* Passage given:

Studio album by Los Angeles Guitar Quartet
- Released: 2004
- Genre: Classical
- Length: 61:17
- Label: Telarc

= Guitar Heroes =

The Los Angeles Guitar Quartet's Guitar Heroes (2004) won best Classical-Crossover Album at the 47th Grammy Awards. The album pays respect to guitarists that have influenced LAGQ. It is widely regarded as the Los Angeles Guitar Quartet's best record to date.

While the only member of the quartet to include his own compositions on the album is Andrew York, the other members arranged different pieces.

Composers on the album include Andrew York, Pat Metheny, Ralph Towner, Evan Hirschelman, Brian Head, Bryan Johanson, Chet Atkins and Steve Howe.

The guitarists who influenced the LAGQ on the album include: Jimi Hendrix, Michael Hedges, John Mclaughlin, Los Romeros, Chet Atkins, Frank Zappa and Django Reinhardt.

* Material for this task:
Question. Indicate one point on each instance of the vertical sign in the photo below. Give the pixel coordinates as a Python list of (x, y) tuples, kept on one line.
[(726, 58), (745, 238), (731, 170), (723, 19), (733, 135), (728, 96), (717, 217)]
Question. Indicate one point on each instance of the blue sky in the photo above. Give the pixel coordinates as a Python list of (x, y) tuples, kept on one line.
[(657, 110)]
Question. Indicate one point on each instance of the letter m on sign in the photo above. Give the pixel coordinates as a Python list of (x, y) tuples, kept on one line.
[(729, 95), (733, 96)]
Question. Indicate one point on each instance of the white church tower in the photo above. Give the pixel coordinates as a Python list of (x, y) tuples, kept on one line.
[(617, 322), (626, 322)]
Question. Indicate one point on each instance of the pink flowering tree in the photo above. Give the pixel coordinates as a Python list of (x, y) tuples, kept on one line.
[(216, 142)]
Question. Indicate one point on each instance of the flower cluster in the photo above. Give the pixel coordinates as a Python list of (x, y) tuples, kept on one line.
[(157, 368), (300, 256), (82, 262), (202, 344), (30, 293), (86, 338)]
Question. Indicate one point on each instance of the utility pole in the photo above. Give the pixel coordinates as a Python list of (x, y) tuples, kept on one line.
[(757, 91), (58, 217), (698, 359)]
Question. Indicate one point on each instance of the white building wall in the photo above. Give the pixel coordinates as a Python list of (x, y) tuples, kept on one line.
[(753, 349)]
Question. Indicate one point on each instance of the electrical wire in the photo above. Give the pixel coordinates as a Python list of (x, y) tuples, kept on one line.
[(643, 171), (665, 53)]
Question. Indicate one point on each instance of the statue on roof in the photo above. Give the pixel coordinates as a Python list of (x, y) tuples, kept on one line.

* Directives:
a) According to the album description, which award did Guitar Heroes win?
b) From the listing, copy out the lines verbatim, starting at the line that has "Question. Indicate one point on each instance of the letter" and ending with the line that has "[(617, 322), (626, 322)]".

* The replies:
a) Best Classical-Crossover Album at the 47th Grammy Awards.

b)
Question. Indicate one point on each instance of the letter m on sign in the photo above. Give the pixel coordinates as a Python list of (x, y) tuples, kept on one line.
[(729, 95), (733, 96)]
Question. Indicate one point on each instance of the white church tower in the photo above. Give the pixel coordinates as a Python list of (x, y) tuples, kept on one line.
[(617, 322), (626, 322)]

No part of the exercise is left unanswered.